• _TASK GOAL_
Each entry has to be copied exactly, with nothing missed.
^^^^
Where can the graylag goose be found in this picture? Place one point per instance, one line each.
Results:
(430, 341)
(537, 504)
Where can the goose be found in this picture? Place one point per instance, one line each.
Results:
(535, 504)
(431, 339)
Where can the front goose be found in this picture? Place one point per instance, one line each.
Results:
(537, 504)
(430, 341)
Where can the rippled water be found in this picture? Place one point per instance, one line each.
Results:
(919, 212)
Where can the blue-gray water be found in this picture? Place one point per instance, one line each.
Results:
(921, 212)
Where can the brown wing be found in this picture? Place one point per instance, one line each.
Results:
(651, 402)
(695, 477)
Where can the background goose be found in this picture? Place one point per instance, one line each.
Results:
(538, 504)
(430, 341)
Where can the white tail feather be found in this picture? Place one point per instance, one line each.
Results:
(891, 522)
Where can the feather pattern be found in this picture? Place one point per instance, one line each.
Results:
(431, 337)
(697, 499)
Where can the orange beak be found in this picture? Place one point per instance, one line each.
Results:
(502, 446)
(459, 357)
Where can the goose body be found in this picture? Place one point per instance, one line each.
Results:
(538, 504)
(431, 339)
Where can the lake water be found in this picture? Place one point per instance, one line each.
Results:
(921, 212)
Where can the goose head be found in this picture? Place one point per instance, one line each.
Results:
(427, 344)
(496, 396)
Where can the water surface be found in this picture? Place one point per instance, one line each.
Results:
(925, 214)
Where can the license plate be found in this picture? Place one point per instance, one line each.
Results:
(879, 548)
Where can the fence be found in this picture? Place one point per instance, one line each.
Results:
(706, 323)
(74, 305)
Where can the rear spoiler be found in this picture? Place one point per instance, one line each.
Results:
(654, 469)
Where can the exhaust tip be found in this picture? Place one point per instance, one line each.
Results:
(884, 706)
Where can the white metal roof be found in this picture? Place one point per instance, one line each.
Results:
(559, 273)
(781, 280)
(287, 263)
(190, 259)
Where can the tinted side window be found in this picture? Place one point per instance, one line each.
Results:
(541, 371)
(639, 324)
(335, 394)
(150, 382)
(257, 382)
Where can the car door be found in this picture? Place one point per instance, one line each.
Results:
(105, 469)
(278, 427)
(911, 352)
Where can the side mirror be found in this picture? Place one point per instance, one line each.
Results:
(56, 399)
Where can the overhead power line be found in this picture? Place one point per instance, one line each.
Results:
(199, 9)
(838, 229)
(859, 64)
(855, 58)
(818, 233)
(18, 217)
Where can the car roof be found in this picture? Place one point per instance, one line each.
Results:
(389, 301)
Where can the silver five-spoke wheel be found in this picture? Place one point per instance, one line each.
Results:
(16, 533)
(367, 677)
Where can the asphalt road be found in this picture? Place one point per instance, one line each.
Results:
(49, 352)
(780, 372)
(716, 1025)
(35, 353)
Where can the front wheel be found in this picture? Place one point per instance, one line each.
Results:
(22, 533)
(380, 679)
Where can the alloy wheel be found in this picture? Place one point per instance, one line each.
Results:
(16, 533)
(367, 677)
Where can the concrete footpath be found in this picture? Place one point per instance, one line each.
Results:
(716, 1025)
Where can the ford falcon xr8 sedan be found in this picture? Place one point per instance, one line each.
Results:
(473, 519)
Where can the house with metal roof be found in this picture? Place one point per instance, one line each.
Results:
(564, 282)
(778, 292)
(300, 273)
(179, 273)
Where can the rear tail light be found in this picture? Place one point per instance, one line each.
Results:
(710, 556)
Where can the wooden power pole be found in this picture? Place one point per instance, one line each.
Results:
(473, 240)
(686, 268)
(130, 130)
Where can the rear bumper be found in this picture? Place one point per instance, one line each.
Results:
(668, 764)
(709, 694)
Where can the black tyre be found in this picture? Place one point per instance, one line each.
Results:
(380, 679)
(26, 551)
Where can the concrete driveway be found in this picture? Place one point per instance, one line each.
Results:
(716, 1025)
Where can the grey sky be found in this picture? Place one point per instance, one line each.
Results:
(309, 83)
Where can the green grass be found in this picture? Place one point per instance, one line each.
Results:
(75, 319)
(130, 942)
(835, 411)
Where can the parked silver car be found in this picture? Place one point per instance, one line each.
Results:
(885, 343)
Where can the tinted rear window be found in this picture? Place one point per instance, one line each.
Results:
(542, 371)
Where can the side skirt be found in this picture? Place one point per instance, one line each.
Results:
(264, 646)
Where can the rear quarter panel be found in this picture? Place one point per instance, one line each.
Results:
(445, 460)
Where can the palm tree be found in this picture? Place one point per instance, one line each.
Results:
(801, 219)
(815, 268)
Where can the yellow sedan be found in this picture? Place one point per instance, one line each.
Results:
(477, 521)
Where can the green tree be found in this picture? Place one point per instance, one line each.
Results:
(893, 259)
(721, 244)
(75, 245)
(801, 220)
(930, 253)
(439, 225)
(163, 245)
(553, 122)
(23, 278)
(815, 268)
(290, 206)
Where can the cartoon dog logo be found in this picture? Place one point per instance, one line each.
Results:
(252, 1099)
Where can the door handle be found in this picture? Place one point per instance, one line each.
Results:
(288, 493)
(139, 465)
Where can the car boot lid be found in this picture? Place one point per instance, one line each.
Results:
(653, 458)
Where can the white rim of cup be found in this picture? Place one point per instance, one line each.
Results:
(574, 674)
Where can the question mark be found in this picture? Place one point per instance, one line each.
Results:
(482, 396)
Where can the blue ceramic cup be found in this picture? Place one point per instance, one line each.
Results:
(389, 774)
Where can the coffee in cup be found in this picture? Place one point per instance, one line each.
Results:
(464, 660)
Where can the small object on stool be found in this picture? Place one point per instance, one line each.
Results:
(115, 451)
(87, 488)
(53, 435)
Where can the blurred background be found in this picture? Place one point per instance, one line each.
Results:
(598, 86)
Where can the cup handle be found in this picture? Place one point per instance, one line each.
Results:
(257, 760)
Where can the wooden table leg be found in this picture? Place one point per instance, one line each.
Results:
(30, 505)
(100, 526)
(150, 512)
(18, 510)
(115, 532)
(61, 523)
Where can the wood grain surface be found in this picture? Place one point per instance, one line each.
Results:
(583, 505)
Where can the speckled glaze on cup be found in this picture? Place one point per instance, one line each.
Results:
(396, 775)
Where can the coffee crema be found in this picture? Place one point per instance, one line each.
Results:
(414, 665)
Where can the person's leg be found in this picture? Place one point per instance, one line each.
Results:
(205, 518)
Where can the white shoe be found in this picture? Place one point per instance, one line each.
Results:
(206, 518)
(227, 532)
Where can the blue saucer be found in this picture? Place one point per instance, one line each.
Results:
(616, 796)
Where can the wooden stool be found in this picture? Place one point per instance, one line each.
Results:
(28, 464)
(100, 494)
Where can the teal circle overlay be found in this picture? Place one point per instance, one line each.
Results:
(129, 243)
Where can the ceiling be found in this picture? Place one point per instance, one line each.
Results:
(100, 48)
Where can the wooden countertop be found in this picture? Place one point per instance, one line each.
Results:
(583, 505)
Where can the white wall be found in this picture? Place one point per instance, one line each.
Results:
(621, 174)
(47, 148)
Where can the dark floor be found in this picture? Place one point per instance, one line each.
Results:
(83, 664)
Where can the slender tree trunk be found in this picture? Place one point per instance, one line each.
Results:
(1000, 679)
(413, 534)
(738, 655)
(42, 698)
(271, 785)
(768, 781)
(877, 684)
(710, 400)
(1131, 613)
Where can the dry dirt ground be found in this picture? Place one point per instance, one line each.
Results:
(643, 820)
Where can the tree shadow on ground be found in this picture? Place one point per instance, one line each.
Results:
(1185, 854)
^^^^
• _OUTPUT FOR THIS TASK_
Where can the graylag goose be found in this picture? Place one point per instance, one line each.
Results:
(430, 341)
(537, 504)
Where can the goose be found in this picture? Place one point per instance, one line each.
Results:
(535, 504)
(431, 339)
Where can the front goose be found in this picture? Place one point per instance, one line each.
Results:
(537, 504)
(430, 341)
Where can the rippled water be found in this picture? Place one point per instance, one line each.
Results:
(919, 212)
Where can the blue-gray water be found in this picture? Place one point per instance, one line each.
Results:
(921, 212)
Where can the brown wing be found in this picture? Place one point per instance, one line each.
Results:
(651, 402)
(695, 477)
Where can the background goose be found in this picture? Place one point per instance, one line each.
Results:
(538, 504)
(430, 341)
Where can the white tail feather be found in this picture? Place one point per instance, one line each.
Results:
(891, 522)
Where can the feather pattern be found in this picture? Place one point per instance, one line each.
Results:
(431, 337)
(697, 499)
Where can the orange beak be found in this picture? Place one point per instance, one line each.
Results:
(502, 446)
(459, 357)
Where can the goose body be found in this picture? Place one point per instance, one line each.
Results:
(538, 504)
(431, 339)
Where can the lake water be found in this picture? Place one point per instance, one line each.
Results:
(921, 212)
Where can the goose head be found in this picture? Place one point per instance, one line each.
Results:
(427, 344)
(496, 396)
Where can the water surface be found in this picture? Place one point per instance, one line each.
Results:
(925, 214)
Where can the license plate be found in this picture? Place one point per instance, one line each.
Results:
(879, 548)
Where can the fence be found in this picture? Place one point per instance, one line each.
Results:
(706, 323)
(74, 305)
Where can the rear spoiler be found in this picture? Place one point per instance, one line each.
Results:
(654, 469)
Where can the exhaust tip be found in this picture? Place one point per instance, one line each.
Results:
(884, 706)
Where can the white metal roof be found in this picture? Place one point per instance, one line each.
Results:
(559, 273)
(781, 280)
(287, 263)
(190, 259)
Where can the tinted side window be found in this picture? Place one point per instance, one line each.
Results:
(541, 371)
(639, 324)
(335, 394)
(150, 382)
(257, 382)
Where can the car door be found in this picture? Place one point per instance, one line each.
Results:
(105, 469)
(278, 427)
(911, 352)
Where can the side mirror be found in this picture? Place one point per instance, one line each.
Results:
(56, 399)
Where can the overhead power line be found in this picture? Place one point per instance, one line each.
Results:
(199, 9)
(838, 229)
(859, 64)
(855, 58)
(818, 233)
(18, 217)
Where can the car roof be found in this picture? Place one point per instance, one line each.
Results:
(389, 301)
Where can the silver five-spoke wheel be found in this picture? Place one point per instance, one line each.
Results:
(16, 533)
(367, 677)
Where can the asphalt road be found in this picture? Place one point per instance, one line each.
Results:
(49, 352)
(780, 372)
(716, 1025)
(35, 353)
Where can the front wheel be found in this picture? Place one point per instance, one line each.
Results:
(22, 533)
(380, 679)
Where can the alloy wheel be found in this picture? Place one point per instance, one line each.
Results:
(16, 533)
(367, 677)
Where can the concrete footpath be found in this picture? Place one point per instance, one line each.
Results:
(716, 1025)
Where can the ford falcon xr8 sedan be found in this picture? Place one point per instance, one line each.
Results:
(473, 519)
Where can the house with metal roof be found in this picture? Place one point per instance, one line each.
Results:
(564, 282)
(778, 292)
(300, 273)
(179, 273)
Where can the rear tail light be found in this picture? Place one point per instance, one line each.
Results:
(710, 556)
Where can the wooden power pole be found in this picture? Place one point per instance, one line each.
Results:
(473, 240)
(686, 268)
(130, 130)
Where can the rear bumper be found in this picture? Place one point per instance, one line each.
Results:
(668, 764)
(709, 694)
Where can the black tyre be found in this picture? Place one point per instance, one line each.
Results:
(380, 679)
(26, 551)
Where can the concrete driveway be found in this picture? Place one point per instance, one line each.
Results:
(716, 1025)
Where can the grey sky be found in this picture? Place one point per instance, one line each.
Results:
(309, 83)
Where can the green grass be found in this picture? Place one point per instance, one line each.
Results:
(75, 319)
(130, 942)
(835, 411)
Where can the parked silver car be found in this picture? Place one point per instance, one line each.
Results:
(885, 343)
Where can the tinted rear window be found in this picture? Place one point per instance, one line each.
Results:
(542, 371)
Where can the side skirt be found in this picture? Place one point per instance, one line each.
Results:
(264, 646)
Where can the rear quarter panel be found in this picture? Place one point per instance, one line each.
Results:
(445, 460)
Where can the palm tree be found in this picture? Place one point per instance, one line each.
Results:
(801, 219)
(815, 268)
Where can the yellow sedan be found in this picture? Place one point per instance, one line each.
Results:
(477, 521)
Where can the green tree be found in this picture? Place one point per instance, one line each.
Results:
(893, 259)
(721, 244)
(75, 245)
(801, 220)
(930, 253)
(439, 225)
(163, 245)
(553, 122)
(23, 278)
(815, 268)
(290, 206)
Where can the cartoon dog logo be found in this picture? Place one point per instance, one line each.
Results:
(252, 1099)
Where can the door handle be found in this picture? Place one point per instance, one line each.
Results:
(288, 493)
(139, 465)
Where can the car boot lid be found in this picture? Place one point per instance, one line each.
Results:
(653, 458)
Where can the white rim of cup be found in this picture? Place one point per instance, one line each.
Results:
(574, 674)
Where can the question mark be found in this picture? Place one point per instance, one line each.
Results:
(482, 396)
Where can the blue ceramic cup be found in this picture? Place one point per instance, one line each.
Results:
(389, 774)
Where can the coffee in cup be found in this picture? Place one point per instance, one line each.
Results:
(464, 660)
Where can the small object on stool be found in this picture? Place one point per instance, one line each.
Results:
(115, 451)
(87, 488)
(53, 435)
Where can the blurred background be found in this picture? Place one point per instance, one line each.
Results:
(598, 86)
Where can the cup handle be found in this picture? Place one point per instance, one line each.
Results:
(257, 760)
Where can the wooden table leg be found in this picture? Place one point per instance, one line each.
Results:
(30, 505)
(100, 526)
(150, 512)
(18, 510)
(115, 532)
(61, 523)
Where can the wood grain surface be found in this picture? Place one point per instance, one line each.
Results:
(583, 505)
Where can the speckled glaze on cup be found in this picture? Place one point per instance, one line each.
Results:
(396, 775)
Where can the coffee crema be found in this picture? Place one point per instance, one line each.
Results:
(414, 665)
Where can the person's leg be found in this picture? Place one point per instance, one line each.
Results:
(205, 518)
Where can the white shoe be found in this picture? Place one point per instance, one line each.
Results:
(206, 518)
(227, 532)
Where can the blue saucer be found in this picture? Place one point per instance, one line each.
Results:
(616, 796)
Where can the wooden stool be found in this picture? Place one point per instance, one line each.
Results:
(28, 464)
(100, 494)
Where can the teal circle overlay be found in this picture? Place one point per instance, one line each.
Results:
(129, 243)
Where can the ceiling be found in this picture? Place one point per instance, one line each.
Results:
(100, 48)
Where can the wooden countertop be found in this picture? Place one point per instance, one line each.
Results:
(583, 505)
Where can the white wall be found in this picture? Place one point per instance, one line each.
Results:
(621, 174)
(47, 148)
Where can the dark floor be found in this picture? Place one point per instance, one line each.
Results:
(83, 664)
Where can the slender tree trunk be found in this picture? Place one point per instance, one line each.
Results:
(1000, 679)
(413, 534)
(738, 655)
(42, 698)
(271, 785)
(768, 781)
(877, 684)
(710, 400)
(1131, 613)
Where can the dry dirt ground be found in this picture? Place one point per instance, one line each.
Results:
(643, 820)
Where can the tree shadow on ground be found in this picture? Place one point per instance, one line each.
Results:
(1185, 854)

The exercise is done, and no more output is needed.